This isn't about a paycheck for a few lucky CEO's this is about the entire system.
2008-09-25 10:56:26
F.B.I.
I'm not for tarring and feathering capitalism at all.

I simply want any debate on any bailout bill halted until the F.B.I. completes its FRAUD investigation into FRE, FNM, AIG, LEH and 22 other banks. (Hmmm. C, JPM, MER, MS perhaps???)

How the media buried that story is beyond me. Smacks of treason and complicity.
2008-09-25 11:45:22
Palin far more experienced than Obama?
Only on a planet where the University of Idaho is a better school than Harvard Law, and Journalism is more useful to a politician than law, and having to hire a city manager to help you run a town of 5,000 shows managerial skills, and being absent over 50% of the days the state legislature is in session is being a good governor.

Obama beat Hillary by taking on the most well-connected politicians in the Democratic party and out organizing them. It is an incredible achievement that shows terrific managerial skills. Running Obama's campaign is not only harder than anything Palin has ever done in politics, it is harder than everything Palin has ever done in politics put together.

Palin literally freezes up when asked a question she does not have a memorized answer for; see her response to Katie Couric asking about McCain's campaign manager and Freddie Mac as one example. She is absolutely not ready for prime time.
2008-09-25 12:27:06
"the whole system would crash"

And this would be a bad thing?

This system needs to be rebooted. The credit grease for this economy has gunked up and no longer serves the public good. The idea that this much corruption, greed and malfeasance can simply be papered over by more borrowed money and the problem will go away is ridiculous.

The idea that these people have MY best interests at heart makes me want to vomit. Watch as the squealing pigs all rush the trough trying to get theirs as the government puts an even larger burden on the backs of future generations.

I mean of all people, Bush comes out and gives a prime time speech and that is going to convince anyone that he knows what he is doing...after these past 8 years???

The fact that you can even pretend to believe that Palin is qualified to lead this country shows just how far off the tracks we've gone...all in the name of 'winning'. Funny thing is, it seems like the more people we have interested in winning the latest election, the more we all lose.

No, the answer isn't more of the same...more borrowing, more greed, more corruption, more war, more torture, more paying off dictators to help us keep their people in subjugation, more profits for Exxon and Haliburton (by the way, where is Cheney these days).

The answer is going to be a lot of suffering and sacrifice whether we pay this bribe or not but hopefully, out of this morass will come a people that understand that any country whose citizens have become 'too good' to pick their own fruits and vegetables, clean their own restrooms or work in their own meat packing plants is a country that is doomed. This country was built on hard work, conservation and sacrifice and if we ever want it back we must learn there is no easy way to true prosperity.



2008-09-25 20:27:21
The end of the world, for God's sake...

* **SUPPLIED DATA**:
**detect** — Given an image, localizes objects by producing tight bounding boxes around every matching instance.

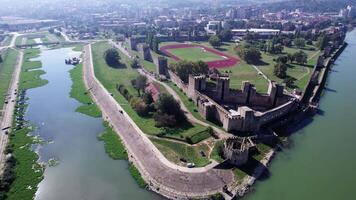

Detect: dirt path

* **WHAT THIS TASK INVOLVES**:
Could you condense the paragraph of the comments beginning "Obama beat Hillary" into two sentences, keeping its main points?

* **ANSWER TO THIS EXERCISE**:
Obama defeated Hillary by taking on and out-organizing the Democratic party's best-connected politicians, an incredible achievement that shows terrific managerial skills. Running his campaign is harder than everything Palin has ever done in politics put together.